STATED GOAL
Exactly reproduce the lines beginning with the line that includes "task | one point per instance, each pair like [484, 194]" and ending with the last line of the data.

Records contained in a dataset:
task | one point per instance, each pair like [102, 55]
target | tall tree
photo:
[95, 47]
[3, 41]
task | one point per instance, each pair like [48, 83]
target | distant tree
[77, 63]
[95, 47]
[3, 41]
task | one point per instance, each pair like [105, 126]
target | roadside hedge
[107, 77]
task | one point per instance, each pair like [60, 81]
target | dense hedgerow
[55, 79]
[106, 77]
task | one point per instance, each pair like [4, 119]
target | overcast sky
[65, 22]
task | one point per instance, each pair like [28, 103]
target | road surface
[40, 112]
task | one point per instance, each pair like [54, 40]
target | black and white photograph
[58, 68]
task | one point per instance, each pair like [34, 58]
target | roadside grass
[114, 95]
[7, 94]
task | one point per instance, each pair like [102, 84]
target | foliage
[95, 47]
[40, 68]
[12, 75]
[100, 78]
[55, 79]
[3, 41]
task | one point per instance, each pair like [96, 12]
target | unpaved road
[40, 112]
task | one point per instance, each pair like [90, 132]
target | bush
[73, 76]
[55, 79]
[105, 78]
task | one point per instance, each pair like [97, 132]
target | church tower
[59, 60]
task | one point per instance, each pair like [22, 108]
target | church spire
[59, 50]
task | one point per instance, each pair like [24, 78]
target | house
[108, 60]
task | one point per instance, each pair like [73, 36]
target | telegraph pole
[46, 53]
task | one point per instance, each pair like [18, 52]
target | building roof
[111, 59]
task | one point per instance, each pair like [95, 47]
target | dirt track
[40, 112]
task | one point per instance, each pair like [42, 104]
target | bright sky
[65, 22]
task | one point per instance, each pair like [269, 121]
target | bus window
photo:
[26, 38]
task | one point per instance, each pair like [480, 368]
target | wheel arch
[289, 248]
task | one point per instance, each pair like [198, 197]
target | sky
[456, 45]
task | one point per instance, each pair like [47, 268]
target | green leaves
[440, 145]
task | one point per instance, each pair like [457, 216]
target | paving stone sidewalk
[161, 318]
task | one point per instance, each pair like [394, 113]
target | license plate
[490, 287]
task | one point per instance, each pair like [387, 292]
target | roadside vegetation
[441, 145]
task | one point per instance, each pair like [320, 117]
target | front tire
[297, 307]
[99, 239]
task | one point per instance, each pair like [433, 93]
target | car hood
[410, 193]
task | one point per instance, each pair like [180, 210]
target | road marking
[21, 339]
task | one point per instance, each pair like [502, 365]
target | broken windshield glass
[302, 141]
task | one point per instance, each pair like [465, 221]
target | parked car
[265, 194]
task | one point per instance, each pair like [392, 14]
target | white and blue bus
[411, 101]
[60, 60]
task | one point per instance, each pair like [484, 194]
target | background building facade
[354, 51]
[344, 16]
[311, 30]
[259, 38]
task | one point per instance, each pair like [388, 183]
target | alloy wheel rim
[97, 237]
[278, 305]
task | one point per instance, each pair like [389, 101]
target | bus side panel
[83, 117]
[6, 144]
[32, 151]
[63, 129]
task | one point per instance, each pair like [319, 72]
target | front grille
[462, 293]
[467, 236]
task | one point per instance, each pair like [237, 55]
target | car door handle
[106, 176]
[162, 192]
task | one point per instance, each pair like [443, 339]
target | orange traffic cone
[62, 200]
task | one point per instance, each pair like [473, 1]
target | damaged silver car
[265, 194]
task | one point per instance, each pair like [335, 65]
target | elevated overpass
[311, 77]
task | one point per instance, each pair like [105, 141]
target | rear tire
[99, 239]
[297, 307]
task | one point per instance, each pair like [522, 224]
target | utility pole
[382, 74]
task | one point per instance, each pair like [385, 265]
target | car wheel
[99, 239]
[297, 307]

THE RESULT
task | one point per instance, each pair like [484, 194]
target | background building facade
[354, 51]
[344, 16]
[311, 30]
[259, 38]
task | one point per instance, each pair like [388, 183]
target | alloy wheel rim
[97, 237]
[278, 305]
task | one point per instance, each pair like [389, 101]
target | bus side panel
[83, 117]
[6, 144]
[32, 151]
[63, 129]
task | one point per instance, each pair like [319, 72]
target | front grille
[462, 293]
[467, 236]
task | one point per instance, each pair like [237, 55]
target | car door handle
[106, 176]
[162, 192]
task | one point per instance, each pair like [443, 339]
target | orange traffic cone
[62, 200]
task | one point per instance, each pair like [473, 1]
target | damaged silver car
[265, 194]
task | one point per instance, each pair like [335, 65]
target | elevated overpass
[311, 77]
task | one point per instance, each pair like [105, 141]
target | rear tire
[99, 239]
[297, 307]
task | one point per instance, each pair like [522, 224]
target | utility pole
[382, 74]
task | one point per instance, each pair like [385, 265]
target | car wheel
[99, 239]
[297, 307]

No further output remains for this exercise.